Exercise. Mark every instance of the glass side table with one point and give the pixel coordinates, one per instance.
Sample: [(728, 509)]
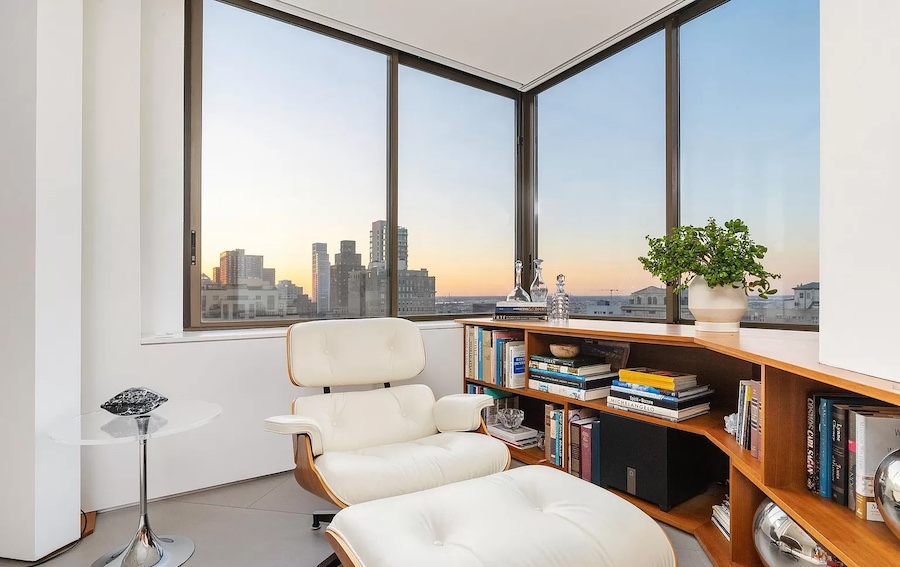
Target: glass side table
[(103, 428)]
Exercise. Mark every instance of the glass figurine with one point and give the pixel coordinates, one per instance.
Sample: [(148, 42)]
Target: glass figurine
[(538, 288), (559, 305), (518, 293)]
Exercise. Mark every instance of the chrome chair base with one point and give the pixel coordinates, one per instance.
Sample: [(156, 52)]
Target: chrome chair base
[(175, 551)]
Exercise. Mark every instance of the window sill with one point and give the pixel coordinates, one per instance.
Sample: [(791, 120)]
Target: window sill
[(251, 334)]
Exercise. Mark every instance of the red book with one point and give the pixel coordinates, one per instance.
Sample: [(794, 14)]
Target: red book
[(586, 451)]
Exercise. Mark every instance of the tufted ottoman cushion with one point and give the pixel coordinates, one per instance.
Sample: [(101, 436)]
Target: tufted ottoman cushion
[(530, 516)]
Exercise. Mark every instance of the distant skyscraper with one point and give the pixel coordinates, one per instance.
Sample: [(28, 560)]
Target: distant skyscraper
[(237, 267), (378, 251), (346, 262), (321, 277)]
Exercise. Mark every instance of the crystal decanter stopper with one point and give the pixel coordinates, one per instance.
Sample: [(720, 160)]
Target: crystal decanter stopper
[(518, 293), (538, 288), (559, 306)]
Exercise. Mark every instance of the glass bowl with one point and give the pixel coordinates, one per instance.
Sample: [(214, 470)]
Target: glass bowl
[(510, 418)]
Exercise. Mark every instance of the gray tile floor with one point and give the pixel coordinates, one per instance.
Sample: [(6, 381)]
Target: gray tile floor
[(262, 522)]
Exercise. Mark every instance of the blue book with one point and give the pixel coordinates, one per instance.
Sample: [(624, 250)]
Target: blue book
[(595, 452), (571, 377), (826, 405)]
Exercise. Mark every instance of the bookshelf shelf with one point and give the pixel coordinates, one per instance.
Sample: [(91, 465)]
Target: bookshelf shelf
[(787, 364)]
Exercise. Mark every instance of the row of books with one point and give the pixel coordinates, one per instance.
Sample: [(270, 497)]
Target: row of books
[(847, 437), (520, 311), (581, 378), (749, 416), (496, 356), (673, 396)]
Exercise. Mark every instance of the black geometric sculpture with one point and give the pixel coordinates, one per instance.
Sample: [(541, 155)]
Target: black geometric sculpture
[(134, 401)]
* * *
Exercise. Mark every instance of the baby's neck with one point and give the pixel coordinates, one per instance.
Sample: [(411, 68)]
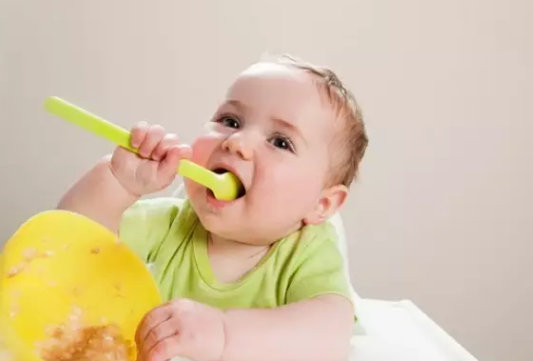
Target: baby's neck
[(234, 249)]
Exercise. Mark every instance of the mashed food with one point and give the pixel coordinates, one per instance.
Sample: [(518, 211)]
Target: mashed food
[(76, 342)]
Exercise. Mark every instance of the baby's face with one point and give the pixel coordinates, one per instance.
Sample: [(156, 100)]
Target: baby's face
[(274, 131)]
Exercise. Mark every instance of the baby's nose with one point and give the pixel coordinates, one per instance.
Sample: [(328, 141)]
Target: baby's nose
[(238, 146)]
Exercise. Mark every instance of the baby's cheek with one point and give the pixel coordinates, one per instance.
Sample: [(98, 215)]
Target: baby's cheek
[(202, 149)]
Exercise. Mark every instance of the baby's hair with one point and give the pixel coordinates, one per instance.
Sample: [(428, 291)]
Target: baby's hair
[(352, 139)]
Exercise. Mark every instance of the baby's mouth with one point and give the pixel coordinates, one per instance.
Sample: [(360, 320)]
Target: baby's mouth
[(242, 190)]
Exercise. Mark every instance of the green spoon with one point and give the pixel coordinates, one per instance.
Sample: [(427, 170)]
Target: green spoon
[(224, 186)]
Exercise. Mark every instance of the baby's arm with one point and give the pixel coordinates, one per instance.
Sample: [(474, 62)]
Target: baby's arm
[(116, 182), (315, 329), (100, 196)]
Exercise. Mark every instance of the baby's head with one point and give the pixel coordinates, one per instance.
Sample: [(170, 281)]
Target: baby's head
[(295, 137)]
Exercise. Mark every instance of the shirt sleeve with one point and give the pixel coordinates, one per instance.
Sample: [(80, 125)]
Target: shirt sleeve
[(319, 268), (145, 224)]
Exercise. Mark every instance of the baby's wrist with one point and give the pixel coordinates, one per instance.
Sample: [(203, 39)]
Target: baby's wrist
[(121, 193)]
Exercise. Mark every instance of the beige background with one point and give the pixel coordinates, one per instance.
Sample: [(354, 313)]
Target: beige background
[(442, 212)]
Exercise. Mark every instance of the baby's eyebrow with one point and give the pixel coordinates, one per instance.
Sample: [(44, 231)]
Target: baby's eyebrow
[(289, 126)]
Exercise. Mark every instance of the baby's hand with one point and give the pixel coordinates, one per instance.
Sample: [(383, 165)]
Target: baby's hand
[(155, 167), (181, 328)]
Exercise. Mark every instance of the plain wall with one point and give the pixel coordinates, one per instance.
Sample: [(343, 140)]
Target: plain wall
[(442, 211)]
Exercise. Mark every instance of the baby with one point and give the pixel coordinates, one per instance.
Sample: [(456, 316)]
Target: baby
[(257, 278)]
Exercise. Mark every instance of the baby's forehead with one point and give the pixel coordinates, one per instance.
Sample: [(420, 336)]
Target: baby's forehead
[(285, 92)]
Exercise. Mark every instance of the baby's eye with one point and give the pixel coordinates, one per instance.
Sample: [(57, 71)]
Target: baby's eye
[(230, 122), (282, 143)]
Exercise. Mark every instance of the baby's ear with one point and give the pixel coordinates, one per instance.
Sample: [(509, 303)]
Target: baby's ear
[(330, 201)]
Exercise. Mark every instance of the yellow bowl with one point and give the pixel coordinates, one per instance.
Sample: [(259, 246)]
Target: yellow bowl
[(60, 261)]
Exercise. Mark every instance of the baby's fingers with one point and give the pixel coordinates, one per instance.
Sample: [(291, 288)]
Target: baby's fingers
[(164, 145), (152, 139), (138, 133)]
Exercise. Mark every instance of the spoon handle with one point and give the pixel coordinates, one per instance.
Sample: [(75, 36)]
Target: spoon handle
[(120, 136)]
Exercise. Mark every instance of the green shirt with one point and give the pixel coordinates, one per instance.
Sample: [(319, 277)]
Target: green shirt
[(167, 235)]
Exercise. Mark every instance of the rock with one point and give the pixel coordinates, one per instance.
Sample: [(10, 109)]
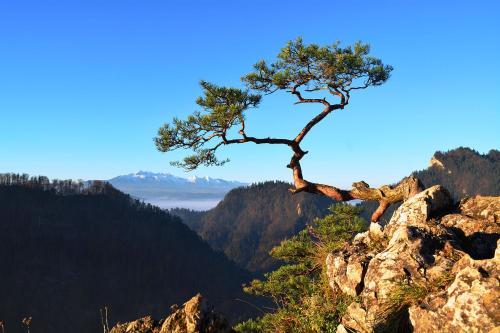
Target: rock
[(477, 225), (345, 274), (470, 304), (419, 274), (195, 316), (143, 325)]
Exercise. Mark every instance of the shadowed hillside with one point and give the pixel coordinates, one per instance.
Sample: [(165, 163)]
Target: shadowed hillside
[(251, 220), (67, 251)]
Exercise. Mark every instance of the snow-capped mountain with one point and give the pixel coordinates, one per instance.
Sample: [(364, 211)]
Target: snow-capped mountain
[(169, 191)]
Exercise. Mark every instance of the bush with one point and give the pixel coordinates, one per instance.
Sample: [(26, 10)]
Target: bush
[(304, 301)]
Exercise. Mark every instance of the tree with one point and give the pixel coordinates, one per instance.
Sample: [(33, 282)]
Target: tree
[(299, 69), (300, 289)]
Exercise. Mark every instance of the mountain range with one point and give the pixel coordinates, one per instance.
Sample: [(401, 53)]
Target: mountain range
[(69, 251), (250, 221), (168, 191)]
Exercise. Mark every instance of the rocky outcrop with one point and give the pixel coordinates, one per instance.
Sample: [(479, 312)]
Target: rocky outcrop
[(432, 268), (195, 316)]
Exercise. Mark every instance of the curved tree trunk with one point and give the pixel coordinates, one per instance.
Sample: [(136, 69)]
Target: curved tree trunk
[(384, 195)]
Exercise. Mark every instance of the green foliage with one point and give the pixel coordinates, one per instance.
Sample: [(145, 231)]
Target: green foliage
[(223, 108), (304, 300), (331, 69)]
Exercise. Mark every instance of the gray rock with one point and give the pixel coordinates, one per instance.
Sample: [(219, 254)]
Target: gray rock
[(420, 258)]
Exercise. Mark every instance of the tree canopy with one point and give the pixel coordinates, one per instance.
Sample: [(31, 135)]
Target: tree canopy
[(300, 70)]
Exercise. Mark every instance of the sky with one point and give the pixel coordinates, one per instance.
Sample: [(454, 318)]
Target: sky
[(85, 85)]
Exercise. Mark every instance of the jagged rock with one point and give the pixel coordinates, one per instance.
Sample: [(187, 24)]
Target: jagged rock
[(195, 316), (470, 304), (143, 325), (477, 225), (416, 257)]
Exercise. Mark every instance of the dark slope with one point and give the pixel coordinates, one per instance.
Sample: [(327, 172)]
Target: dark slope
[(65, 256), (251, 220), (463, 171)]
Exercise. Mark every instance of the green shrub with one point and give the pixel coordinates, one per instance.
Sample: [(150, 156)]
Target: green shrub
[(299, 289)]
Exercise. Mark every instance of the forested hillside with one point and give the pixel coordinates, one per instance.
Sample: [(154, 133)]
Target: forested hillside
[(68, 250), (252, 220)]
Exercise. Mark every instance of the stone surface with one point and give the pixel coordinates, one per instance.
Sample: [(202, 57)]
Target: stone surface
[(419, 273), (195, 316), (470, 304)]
--
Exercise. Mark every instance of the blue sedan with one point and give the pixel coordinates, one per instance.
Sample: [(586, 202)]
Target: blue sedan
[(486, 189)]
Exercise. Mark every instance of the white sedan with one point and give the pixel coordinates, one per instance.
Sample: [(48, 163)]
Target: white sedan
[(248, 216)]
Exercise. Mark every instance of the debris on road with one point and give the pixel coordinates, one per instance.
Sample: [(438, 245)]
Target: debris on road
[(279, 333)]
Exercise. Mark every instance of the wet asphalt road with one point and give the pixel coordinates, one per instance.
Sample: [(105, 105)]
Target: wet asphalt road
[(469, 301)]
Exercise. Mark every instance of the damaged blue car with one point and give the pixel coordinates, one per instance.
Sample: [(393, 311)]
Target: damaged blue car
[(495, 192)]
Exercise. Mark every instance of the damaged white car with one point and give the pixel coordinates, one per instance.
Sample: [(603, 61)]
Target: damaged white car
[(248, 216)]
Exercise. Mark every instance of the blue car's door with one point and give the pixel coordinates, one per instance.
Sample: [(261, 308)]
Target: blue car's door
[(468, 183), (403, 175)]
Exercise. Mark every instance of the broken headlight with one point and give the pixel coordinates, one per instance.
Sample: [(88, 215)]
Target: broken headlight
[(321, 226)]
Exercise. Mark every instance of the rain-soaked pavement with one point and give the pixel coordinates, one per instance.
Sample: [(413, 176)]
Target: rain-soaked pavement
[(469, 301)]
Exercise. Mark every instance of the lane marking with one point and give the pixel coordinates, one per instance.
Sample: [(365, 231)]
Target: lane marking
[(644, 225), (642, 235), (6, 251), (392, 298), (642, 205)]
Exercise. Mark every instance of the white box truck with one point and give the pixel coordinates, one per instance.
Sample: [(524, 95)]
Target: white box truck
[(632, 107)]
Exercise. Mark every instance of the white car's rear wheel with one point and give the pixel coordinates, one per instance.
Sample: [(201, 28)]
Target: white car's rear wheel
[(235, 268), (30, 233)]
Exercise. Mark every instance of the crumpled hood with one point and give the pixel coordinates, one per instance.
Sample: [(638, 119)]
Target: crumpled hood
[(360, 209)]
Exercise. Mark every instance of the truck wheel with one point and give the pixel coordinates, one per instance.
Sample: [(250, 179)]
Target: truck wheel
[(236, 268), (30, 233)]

- Your instructions -
Pick out every line of the material above that contains the word "damaged", and copy each one in full. Match case exactly.

- Result for this exercise -
Exercise. Mark every instance of the damaged blue car with one point and give the pixel coordinates, one per instance.
Target: damaged blue car
Exercise. Mark every instance of the damaged white car with one point and give the pixel coordinates, one per instance.
Target: damaged white car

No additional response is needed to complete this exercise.